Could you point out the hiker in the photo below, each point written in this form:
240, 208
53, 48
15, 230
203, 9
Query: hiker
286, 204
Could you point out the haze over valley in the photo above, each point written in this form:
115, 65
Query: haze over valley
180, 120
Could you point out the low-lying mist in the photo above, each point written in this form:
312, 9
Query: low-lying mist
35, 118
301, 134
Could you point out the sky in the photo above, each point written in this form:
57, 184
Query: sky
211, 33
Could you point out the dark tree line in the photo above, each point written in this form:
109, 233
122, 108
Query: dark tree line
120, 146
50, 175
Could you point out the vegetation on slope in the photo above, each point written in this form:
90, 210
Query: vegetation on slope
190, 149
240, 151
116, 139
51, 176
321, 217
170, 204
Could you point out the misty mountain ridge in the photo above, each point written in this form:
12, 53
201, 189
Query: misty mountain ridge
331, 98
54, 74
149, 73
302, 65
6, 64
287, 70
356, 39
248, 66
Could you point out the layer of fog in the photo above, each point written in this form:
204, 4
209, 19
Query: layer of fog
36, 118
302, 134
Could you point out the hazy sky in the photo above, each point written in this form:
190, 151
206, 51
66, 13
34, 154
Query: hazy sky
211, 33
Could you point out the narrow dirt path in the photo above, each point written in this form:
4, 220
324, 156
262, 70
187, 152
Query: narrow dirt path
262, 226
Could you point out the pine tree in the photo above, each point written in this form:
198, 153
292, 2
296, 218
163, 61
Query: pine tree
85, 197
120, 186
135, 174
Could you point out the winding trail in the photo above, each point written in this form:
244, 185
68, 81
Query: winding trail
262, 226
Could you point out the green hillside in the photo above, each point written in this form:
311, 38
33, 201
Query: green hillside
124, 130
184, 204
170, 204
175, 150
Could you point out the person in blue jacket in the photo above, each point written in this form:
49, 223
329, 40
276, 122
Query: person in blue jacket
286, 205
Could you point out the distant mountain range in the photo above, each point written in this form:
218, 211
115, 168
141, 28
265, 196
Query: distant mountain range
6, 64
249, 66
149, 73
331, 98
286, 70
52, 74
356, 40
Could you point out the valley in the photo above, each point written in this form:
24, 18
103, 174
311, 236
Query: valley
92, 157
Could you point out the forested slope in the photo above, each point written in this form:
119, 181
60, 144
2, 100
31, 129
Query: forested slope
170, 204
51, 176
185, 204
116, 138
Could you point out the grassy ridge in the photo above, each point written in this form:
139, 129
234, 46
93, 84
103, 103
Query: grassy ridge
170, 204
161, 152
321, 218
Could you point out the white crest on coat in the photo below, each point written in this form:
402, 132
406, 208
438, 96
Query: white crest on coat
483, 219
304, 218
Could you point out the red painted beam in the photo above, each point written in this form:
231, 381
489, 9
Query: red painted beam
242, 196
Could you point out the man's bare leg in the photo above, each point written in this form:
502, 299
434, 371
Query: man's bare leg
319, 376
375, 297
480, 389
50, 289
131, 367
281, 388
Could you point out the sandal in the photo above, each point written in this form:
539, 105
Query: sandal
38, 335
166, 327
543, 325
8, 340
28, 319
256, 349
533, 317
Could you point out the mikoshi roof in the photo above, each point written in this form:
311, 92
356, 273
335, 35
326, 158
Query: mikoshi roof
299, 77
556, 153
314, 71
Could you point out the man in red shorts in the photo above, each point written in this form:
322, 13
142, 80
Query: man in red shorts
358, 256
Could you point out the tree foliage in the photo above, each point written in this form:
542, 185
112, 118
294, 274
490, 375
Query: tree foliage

_Stated exercise_
Reproduce every item above word for word, without changing any line.

_Solution to this task_
Could you point out the hiker in the photo below, each point written in this form:
240, 208
53, 48
15, 230
203, 9
Query: hiker
286, 204
Could you point out the haze over valley in the photo above, each point written in this form:
115, 65
Query: haze over valley
180, 120
Could you point out the low-lying mist in the photo above, each point written in this form:
312, 9
Query: low-lying mist
35, 118
301, 134
Could you point out the sky in the photo above, each point written in this form:
57, 184
Query: sky
211, 33
Could you point out the dark tree line in the photo above, each point written in this form:
109, 233
122, 108
Query: dark tree line
120, 146
50, 175
Could you point out the vegetation on slope in the photo above, each point written in this form:
90, 210
Query: vegetation on slope
190, 149
240, 151
116, 139
51, 176
321, 217
170, 204
Could you point out the misty mountain ridge in the photo above, each point written in this form:
12, 53
201, 189
Query: misty mountain ridge
331, 98
54, 74
149, 73
302, 65
6, 64
287, 70
356, 39
248, 66
Could you point out the layer of fog in the photo above, each point written in this form:
204, 4
209, 19
Query: layer of fog
36, 118
302, 134
Could you point out the hazy sky in the photo above, each point written in this form:
190, 151
206, 51
66, 13
34, 154
Query: hazy sky
211, 33
Could you point out the narrow dirt path in the photo above, each point written in this form:
4, 220
324, 156
262, 70
187, 152
Query: narrow dirt path
262, 226
Could you point out the pine tree in the photo above, each point written in this form:
198, 153
292, 2
296, 218
163, 61
Query: pine tree
85, 197
120, 186
135, 174
Could you point out the winding trail in the photo above, each point written in this form:
244, 185
68, 81
Query: winding trail
262, 226
Could you point out the green hillside in the photo above, each point written in this form:
311, 38
33, 201
Query: green hillside
124, 130
184, 204
170, 204
175, 150
Could you point out the person in blue jacket in the photo above, each point written in this form:
49, 223
329, 40
276, 122
Query: person in blue jacket
286, 205
Could you point out the distant mountain range in the photo above, each point written in this form:
218, 211
115, 168
141, 28
265, 196
Query: distant mountain range
6, 64
249, 66
149, 73
331, 98
286, 70
52, 74
356, 40
Could you point out the valley in the photo above, each point written in this form:
24, 18
103, 174
311, 236
Query: valley
92, 157
Could you point out the forested slope in the photo above, each point written in this form:
119, 181
60, 144
2, 100
31, 129
Query: forested slope
170, 204
51, 176
185, 204
116, 138
Could you point out the grassy ridge in the photo above, each point written in this form:
139, 129
234, 46
93, 84
103, 103
Query: grassy ridge
170, 204
161, 152
321, 218
Could you point out the white crest on coat in the photo below, each point written in this form:
402, 132
406, 208
438, 96
Query: white crest on coat
483, 219
304, 218
Could you point out the red painted beam in the photo above, each point written in this form:
231, 381
489, 9
Query: red painted beam
242, 196
Could you point out the man's bare leg in the photo above, each point written in this form:
502, 299
434, 371
Query: man's bare leg
319, 376
375, 297
480, 389
50, 289
131, 367
281, 388
Could you point out the sandal in the photo above, each point written in this form:
539, 105
Query: sandal
38, 335
166, 327
543, 325
8, 340
28, 319
256, 349
533, 317
Could you point out the mikoshi roof in the photo above, each point written in this form:
311, 92
356, 273
335, 35
326, 158
Query: mikoshi roof
299, 77
556, 153
314, 71
Could you point out the man in red shorts in the photo above, each point written in this form:
322, 13
142, 80
Query: man in red shorts
358, 256
Could you point out the tree foliage in the photo above, each point written in this form:
542, 185
112, 118
294, 274
490, 375
Query: tree foliage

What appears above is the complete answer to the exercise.